Data extracted from a collection
[Start of section]

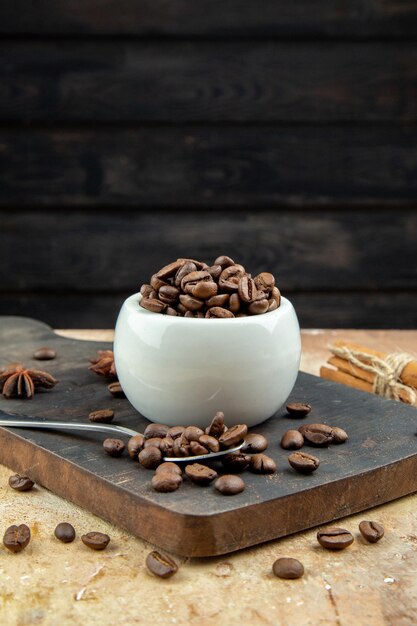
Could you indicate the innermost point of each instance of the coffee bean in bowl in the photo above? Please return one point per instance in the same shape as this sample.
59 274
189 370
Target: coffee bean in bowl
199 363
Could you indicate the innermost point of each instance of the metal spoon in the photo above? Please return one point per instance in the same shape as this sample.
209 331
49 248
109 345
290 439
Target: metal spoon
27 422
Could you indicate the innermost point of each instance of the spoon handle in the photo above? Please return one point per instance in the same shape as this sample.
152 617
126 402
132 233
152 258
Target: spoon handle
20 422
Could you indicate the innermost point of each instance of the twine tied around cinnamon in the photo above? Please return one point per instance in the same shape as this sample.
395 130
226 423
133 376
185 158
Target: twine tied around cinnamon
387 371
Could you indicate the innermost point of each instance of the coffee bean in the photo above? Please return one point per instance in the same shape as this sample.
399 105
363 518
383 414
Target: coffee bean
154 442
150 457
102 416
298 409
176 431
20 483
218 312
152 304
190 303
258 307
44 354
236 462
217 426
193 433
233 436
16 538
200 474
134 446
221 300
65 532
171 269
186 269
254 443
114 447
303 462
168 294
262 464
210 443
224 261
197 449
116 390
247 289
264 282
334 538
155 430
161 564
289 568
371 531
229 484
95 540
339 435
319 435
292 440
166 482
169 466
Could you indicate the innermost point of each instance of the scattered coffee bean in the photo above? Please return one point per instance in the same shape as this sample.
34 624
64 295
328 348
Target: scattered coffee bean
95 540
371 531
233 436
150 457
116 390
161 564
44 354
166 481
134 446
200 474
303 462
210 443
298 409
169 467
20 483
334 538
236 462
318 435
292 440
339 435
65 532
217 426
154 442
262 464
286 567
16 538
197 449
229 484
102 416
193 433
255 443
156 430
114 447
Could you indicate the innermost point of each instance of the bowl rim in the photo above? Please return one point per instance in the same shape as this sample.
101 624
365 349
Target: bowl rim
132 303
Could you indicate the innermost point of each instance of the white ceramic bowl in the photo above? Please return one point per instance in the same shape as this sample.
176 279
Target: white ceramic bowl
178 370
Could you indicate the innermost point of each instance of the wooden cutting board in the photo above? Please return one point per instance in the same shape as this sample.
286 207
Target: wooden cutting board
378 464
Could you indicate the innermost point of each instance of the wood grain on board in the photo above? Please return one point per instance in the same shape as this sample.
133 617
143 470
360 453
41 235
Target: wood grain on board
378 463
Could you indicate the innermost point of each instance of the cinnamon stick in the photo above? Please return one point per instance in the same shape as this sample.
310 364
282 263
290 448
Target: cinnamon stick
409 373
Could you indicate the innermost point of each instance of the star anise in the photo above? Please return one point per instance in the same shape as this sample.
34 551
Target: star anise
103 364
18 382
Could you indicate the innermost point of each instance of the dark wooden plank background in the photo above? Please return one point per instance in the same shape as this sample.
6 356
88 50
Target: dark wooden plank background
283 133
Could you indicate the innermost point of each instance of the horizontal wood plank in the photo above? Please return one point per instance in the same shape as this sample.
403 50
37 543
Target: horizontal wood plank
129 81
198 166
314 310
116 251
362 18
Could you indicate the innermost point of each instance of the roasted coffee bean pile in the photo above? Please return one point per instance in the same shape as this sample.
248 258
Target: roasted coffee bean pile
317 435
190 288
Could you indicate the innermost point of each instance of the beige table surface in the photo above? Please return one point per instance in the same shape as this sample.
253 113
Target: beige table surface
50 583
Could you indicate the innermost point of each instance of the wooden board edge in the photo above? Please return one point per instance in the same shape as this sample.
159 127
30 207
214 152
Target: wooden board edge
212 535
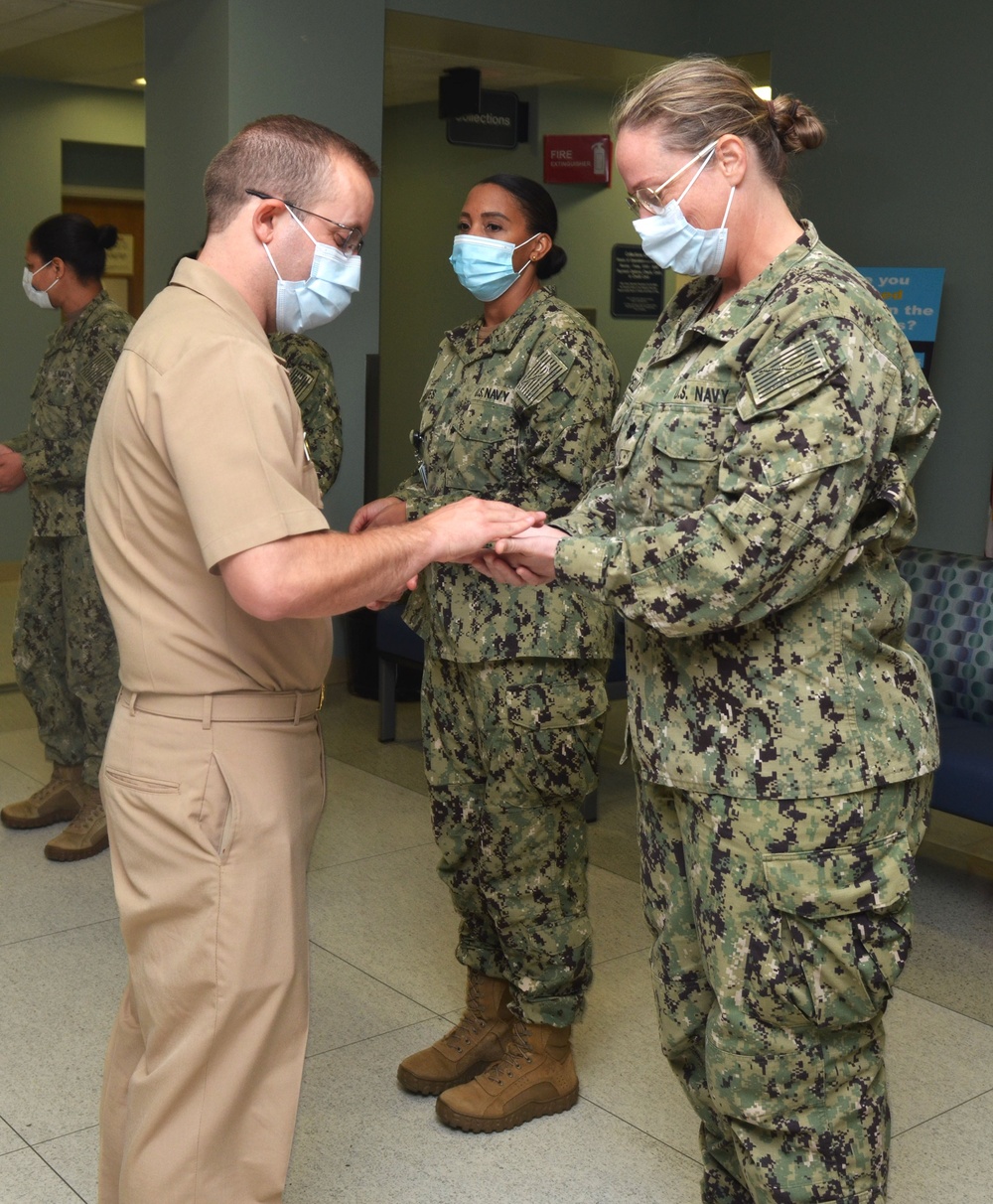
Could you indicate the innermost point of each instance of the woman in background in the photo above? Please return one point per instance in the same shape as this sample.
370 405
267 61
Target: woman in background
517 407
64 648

[End of section]
[Start of section]

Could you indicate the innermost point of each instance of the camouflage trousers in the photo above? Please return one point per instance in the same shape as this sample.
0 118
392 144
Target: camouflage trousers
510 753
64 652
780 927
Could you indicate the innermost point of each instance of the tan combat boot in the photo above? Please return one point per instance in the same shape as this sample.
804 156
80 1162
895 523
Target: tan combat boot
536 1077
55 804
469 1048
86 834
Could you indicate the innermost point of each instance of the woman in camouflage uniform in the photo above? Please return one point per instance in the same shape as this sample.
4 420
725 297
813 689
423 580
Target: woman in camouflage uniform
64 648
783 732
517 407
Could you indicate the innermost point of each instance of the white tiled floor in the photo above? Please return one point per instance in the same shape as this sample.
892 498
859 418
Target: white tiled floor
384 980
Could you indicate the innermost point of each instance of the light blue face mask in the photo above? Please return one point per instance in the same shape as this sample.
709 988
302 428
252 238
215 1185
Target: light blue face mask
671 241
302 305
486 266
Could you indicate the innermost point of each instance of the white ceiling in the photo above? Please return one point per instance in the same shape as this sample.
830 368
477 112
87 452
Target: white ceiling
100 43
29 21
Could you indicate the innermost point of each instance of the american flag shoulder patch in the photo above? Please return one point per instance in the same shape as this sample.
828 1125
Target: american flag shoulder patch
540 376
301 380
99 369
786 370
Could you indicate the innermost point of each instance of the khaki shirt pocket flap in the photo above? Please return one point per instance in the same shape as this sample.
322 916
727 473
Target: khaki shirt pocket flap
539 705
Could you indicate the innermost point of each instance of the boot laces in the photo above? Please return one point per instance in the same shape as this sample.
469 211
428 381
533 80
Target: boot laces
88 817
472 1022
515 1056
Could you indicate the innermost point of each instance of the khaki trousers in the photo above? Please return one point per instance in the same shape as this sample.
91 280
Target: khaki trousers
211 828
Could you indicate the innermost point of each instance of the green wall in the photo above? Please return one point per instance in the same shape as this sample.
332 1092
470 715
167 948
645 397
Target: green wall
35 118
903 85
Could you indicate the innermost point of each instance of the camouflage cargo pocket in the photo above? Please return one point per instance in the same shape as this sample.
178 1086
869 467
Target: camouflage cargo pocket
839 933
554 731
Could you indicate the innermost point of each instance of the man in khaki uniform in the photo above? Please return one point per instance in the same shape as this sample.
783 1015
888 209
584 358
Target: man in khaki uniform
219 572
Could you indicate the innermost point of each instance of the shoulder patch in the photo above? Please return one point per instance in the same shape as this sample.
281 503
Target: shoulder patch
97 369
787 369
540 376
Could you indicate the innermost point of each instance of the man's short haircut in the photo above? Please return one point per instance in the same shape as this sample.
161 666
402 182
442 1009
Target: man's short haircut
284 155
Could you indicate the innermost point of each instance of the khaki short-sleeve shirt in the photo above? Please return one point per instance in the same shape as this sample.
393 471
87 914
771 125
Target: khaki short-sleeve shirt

[End of section]

Where does the word "sleeve" occur in the data? Copy every line that has it.

— Reply to the task —
Could you indicate the innermost point of each instance of the khaki short-sleeve shirt in the photo above? Please return one point per instance in the same shape as this sample.
Target: khaki short-sleeve shirt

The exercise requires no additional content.